▶ [Description of the task]
Can you copy every one of the records below word for word, leaving out the pictures?

▶ [Data entries]
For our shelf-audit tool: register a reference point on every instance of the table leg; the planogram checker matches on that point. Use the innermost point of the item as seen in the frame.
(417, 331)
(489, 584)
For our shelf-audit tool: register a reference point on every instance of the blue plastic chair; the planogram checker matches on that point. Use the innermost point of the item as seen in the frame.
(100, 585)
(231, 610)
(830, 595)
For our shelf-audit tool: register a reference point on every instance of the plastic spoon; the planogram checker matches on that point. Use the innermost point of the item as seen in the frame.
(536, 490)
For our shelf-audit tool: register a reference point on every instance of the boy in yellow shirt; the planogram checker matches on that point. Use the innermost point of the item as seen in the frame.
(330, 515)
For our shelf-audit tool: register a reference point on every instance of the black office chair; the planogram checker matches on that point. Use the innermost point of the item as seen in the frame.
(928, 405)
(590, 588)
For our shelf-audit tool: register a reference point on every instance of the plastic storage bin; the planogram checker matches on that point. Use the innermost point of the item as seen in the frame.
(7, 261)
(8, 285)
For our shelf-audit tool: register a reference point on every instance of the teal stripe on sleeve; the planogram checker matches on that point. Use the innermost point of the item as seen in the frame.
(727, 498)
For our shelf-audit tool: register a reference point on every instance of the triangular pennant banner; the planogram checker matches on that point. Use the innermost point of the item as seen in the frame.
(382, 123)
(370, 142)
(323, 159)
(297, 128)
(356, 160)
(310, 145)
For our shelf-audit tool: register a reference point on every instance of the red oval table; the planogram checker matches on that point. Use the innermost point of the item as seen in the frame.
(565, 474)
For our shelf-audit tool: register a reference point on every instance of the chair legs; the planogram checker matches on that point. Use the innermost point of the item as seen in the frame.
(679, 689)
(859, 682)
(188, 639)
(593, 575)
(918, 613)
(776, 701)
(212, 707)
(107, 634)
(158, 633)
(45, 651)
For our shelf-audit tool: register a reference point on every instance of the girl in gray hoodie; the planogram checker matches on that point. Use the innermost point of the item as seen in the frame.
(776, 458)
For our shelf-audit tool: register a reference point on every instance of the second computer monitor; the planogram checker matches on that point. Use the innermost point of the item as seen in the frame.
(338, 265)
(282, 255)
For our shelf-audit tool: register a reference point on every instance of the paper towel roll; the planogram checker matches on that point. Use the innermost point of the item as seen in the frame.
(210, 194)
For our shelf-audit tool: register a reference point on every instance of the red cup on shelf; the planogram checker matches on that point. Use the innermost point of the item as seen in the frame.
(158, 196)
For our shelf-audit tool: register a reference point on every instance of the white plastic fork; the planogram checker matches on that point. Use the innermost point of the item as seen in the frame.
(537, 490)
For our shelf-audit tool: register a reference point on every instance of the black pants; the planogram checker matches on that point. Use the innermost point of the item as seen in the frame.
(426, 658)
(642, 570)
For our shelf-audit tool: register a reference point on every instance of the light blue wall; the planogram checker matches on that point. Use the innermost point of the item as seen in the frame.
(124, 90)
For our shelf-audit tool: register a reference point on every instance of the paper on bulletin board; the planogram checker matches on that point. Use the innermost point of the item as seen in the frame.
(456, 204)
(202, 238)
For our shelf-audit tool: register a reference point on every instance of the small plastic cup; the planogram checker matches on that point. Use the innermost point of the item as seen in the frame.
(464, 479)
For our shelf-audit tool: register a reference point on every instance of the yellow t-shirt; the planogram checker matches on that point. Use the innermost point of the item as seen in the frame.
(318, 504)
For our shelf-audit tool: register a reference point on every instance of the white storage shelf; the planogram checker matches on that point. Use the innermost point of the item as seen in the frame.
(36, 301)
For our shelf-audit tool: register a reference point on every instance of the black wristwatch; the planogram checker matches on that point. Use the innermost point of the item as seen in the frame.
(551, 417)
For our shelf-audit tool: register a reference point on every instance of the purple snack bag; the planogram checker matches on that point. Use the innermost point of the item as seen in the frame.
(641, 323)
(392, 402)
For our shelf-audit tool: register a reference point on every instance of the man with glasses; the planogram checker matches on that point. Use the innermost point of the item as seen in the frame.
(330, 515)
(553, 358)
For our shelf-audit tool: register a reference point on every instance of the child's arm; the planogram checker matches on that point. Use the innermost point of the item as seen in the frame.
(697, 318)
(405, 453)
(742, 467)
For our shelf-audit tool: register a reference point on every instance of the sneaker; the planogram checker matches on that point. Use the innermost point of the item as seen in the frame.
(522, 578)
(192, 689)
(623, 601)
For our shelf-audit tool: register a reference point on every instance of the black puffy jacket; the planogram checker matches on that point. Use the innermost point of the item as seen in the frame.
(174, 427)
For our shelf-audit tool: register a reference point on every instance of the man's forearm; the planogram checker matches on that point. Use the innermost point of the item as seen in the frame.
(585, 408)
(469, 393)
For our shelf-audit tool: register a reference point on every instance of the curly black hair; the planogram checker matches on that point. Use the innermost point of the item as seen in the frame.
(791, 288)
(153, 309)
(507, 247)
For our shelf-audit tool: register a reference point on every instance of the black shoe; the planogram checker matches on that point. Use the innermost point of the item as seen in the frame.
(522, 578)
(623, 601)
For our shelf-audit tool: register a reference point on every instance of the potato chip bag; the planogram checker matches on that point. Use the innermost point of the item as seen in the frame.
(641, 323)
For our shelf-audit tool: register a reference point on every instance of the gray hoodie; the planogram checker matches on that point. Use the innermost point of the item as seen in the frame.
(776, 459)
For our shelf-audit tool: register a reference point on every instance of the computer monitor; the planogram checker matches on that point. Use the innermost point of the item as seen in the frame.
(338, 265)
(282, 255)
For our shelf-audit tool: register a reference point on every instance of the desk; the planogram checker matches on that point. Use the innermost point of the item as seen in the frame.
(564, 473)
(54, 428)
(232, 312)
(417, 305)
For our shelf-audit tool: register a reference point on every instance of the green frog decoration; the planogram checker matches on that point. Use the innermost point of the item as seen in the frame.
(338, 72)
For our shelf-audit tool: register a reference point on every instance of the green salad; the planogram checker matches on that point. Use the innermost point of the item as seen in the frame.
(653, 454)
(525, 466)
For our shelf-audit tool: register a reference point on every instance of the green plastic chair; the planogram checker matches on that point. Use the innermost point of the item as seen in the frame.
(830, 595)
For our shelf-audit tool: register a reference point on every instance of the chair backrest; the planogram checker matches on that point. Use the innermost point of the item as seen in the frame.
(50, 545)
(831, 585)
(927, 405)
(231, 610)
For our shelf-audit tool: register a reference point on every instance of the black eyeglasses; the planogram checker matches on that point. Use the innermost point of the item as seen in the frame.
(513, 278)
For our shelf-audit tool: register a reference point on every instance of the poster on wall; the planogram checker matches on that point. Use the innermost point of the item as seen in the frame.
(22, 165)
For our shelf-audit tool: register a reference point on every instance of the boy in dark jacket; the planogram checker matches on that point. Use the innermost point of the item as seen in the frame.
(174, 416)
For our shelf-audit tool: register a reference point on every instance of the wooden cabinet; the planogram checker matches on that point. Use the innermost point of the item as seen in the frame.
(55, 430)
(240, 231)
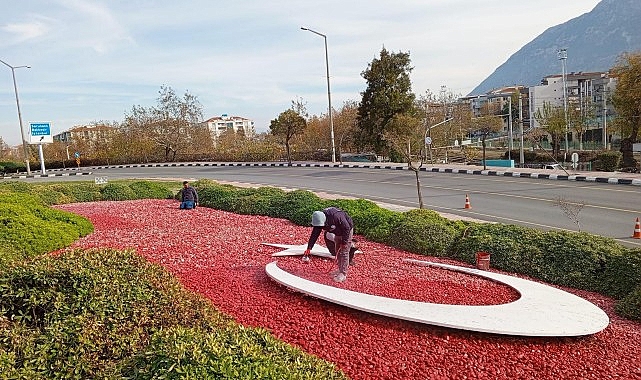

▶ [Solution]
For our shelf-audit tool: register a reference point on every instance of the table leg; the planogram checker matches on that point. Use the innermost point of the item as seen in the frame.
(417, 331)
(489, 584)
For our shelf-audit tool: register a reference point on every instance of the blue plastic chair; the planogram checker matches on that point. Use the innermost point of the item as seen in the frame.
(100, 585)
(231, 610)
(830, 595)
For our shelf-audit tool: register a reference point on every instance of the plastic spoon; the planogram checker matches on that point. Use the innermost point of the item as seen in the frame.
(536, 490)
For our shelf-audit tool: register a reference point on every instance of the boy in yellow shirt; the planogram checker matches on that point. Use the innermost point of the item as seen in the frame.
(330, 515)
For our shelf-audit tool: register a reference point on every instance of the black office chair; the planogram checker matches on that point. Use the innermost point of the item as seen in the frame.
(928, 405)
(590, 588)
For our shelf-audit tool: register a reference point on every instance of the plastic storage bin; the planogram checker matches on that point. Use the innermost point of the item as seen in the frame.
(7, 261)
(8, 285)
For our shelf-audit tool: register a reference point on every instance of the teal stripe on sleeve; the planogram checker matches on that point. Use the innermost point of the item as seen in the frame.
(727, 498)
For our shelf-audit tool: register a reference point on every instance of the triangular pennant banner; the planogram checker matches on that point. Use the innermost point of the item as seen in the frame.
(382, 123)
(370, 142)
(323, 159)
(297, 128)
(356, 160)
(310, 145)
For our shelf-audit tool: register a reference point on every instance of the red oval table; the planogram checker matches on that point. Use the innermost point of the item as seen in the frame.
(565, 474)
For our shelf-audit tool: register a reference point on every instance of the chair legs; the planogram checker matches on that point. Use the innermost point of the item as seen in the frame.
(679, 689)
(859, 682)
(188, 639)
(593, 575)
(918, 613)
(776, 701)
(212, 707)
(107, 634)
(158, 633)
(45, 651)
For our shelf-audit tool: register a reference point on every instance of the girl in gray hoodie; the planogram checker matches on that point. Use the innermost point of the item as seen in the frame.
(776, 458)
For our shelf-audit tool: register a reference point on every instance of the second computer monitor; the planogram checker matches on that point. Use the innermost point of the item as seen in the frame.
(338, 265)
(282, 255)
For our shelf-audit tool: register a reference point on every instance of the paper towel roll; the planogram checker matches on that point. Use the innermost point of the item as seen in the frame.
(210, 194)
For our shelf-audit tool: register a reference point on every instance of the red cup on shelf; the planogram checker matches on that point. Use the innermost point of the item as seen in the frame.
(158, 196)
For our shelf-audit tool: register a reference point on every instance of the white plastic fork; the planogram checker matches on that point. Use the innermost point of the item as seen in the frame.
(537, 490)
For our shelf-audit tool: register a reference point on every instance of the black pants; the planogram checker matches on that point. Use the innermost point of the item as seen in the frame.
(426, 658)
(642, 570)
For our shelf-audit tool: register a reference point on every instance of the light blue wall; the planogram checker matches on that point. Use the innermost point of the item as seen in the frame.
(124, 90)
For our shelf-audit tool: register a reference point on every instance of the paper on bulletin board; the planogram checker matches on that point. Use the innermost point of the item as seen in the frame.
(456, 204)
(202, 238)
For our shelf-audit tool: register a reference point on every instance of the small plastic cup; the planogram checker matches on that point. Use the innermost point of the item as seen in the frame.
(464, 479)
For our shelf-audit tool: register a reference point on every instance of the yellow t-shirt; the planogram checker matches on that point. Use the innermost point of the item as seen in the frame.
(318, 504)
For our shelf-audit tool: register a reference point on every instance of the white storage shelf; the planogram checker matches on that point. Use the innermost point of the item as seen in the frame.
(36, 301)
For our shelf-audit tool: register a reference point on every instance of the black wristwatch; the planogram checker matches on that point. Use the innermost point of the item as seen in the frame.
(551, 417)
For our shelf-audit tool: register a reference point on every instance of the purple snack bag; the planogram checker matches on that point. Use the innermost point of the item as seen in the frame.
(641, 323)
(392, 402)
For our shelf-audit tool: register a reference point on every instance of the man with glasses; the planogram checker matches on that point. Use the innermost point of the item as seen in the frame.
(330, 515)
(553, 358)
For our shelf-audit tool: register a reference point on every instance of the child's arm; the planogram checker matches on that point. Use the innermost point of the item as seen in the frame.
(697, 318)
(405, 453)
(742, 467)
For our shelf-audit tool: register a reference point on every instance of the sneaker; the planogram checker matches on that point. Use the innermost point of the item as seen in the frame.
(522, 578)
(192, 689)
(623, 601)
For our shelf-audit tool: register a reference point on every instance of the black puffy jacket; the planogram checker matches on that point. Use the innermost point of the item as seen in the frame.
(174, 427)
For our shelf-audit tool: register a reference point on every instance of the man's forearm; the planogram checker matches on that point. Use the innermost point of the item as seen in the frame.
(585, 408)
(469, 393)
For our shelf-audit tool: register a reference point on every instance of the curly black hair; the planogram checker matches on that point. Use the innermost point of the item as seen in the frame.
(791, 288)
(153, 309)
(507, 247)
For our shelf-audit tool: register a reference point on every instance of the black shoe; the planogram checker matches on that point. Use the innermost point of the item as seen in the frame.
(522, 578)
(623, 601)
For our shelf-audit tool: register a reference point on every instance of the potato chip bag; the planogram checker matches on that point. Use the innermost point of the item as seen in the frame.
(641, 323)
For our shelf-audit tool: register a reference point on every instance of the gray hoodie; the planogram checker matches on that point. Use the innermost point of the item as seen in the frame.
(776, 459)
For our shelf-audit tool: register a reference point on every instance of the computer monitor; the planogram checker matches on that point. Use the innermost point of the item as seen in the frame.
(338, 265)
(282, 255)
For our shelf-audit tool: register a reference point on every instance of the desk; the planogram checker matches on that point. Use the innermost point of the item as seen in the frame.
(564, 473)
(54, 428)
(232, 312)
(417, 305)
For our shelf-audit tool: register a reference point on every instance of the green frog decoration; the planogram checker matches on that point. Use the innermost point of the item as seen in the frame.
(338, 72)
For our shelf-audit tool: register a reference point on every instance of the green salad; the planogram checker matches on that point. Use the innermost point of the item as seen in the frame.
(653, 454)
(525, 466)
For our shelf-audit tool: register a reference point on every instance of the green plastic chair; the planogram checker matches on that point. Use the innermost point of the item as seen in the frame.
(830, 595)
For our shelf-audit tool: register a reference point on every instance of the chair backrest; the planogram checker matches on that point. Use the innermost point of the item as seen in the frame.
(50, 545)
(831, 585)
(927, 405)
(231, 610)
For our shelf-audit tool: register a reference point on every instance of the black eyeglasses; the planogram checker matches on that point. Use the innermost point of the item as seen in the frame.
(513, 278)
For our shelf-audit tool: register a reference point on every instance of the poster on wall; the planogram checker matches on that point. Use the innermost point of the item as seen in the frame.
(22, 165)
For our shelf-audit tool: register a reference point on every instance of the boy in dark jacket; the planogram checker matches on that point. Use the innermost point of the item as seen in the frame.
(174, 416)
For our shelf-audit tool: register a reference point on every instance of the wooden cabinet; the planogram checker matches on that point. Use the innermost point of the item as seen in the frame.
(55, 430)
(240, 231)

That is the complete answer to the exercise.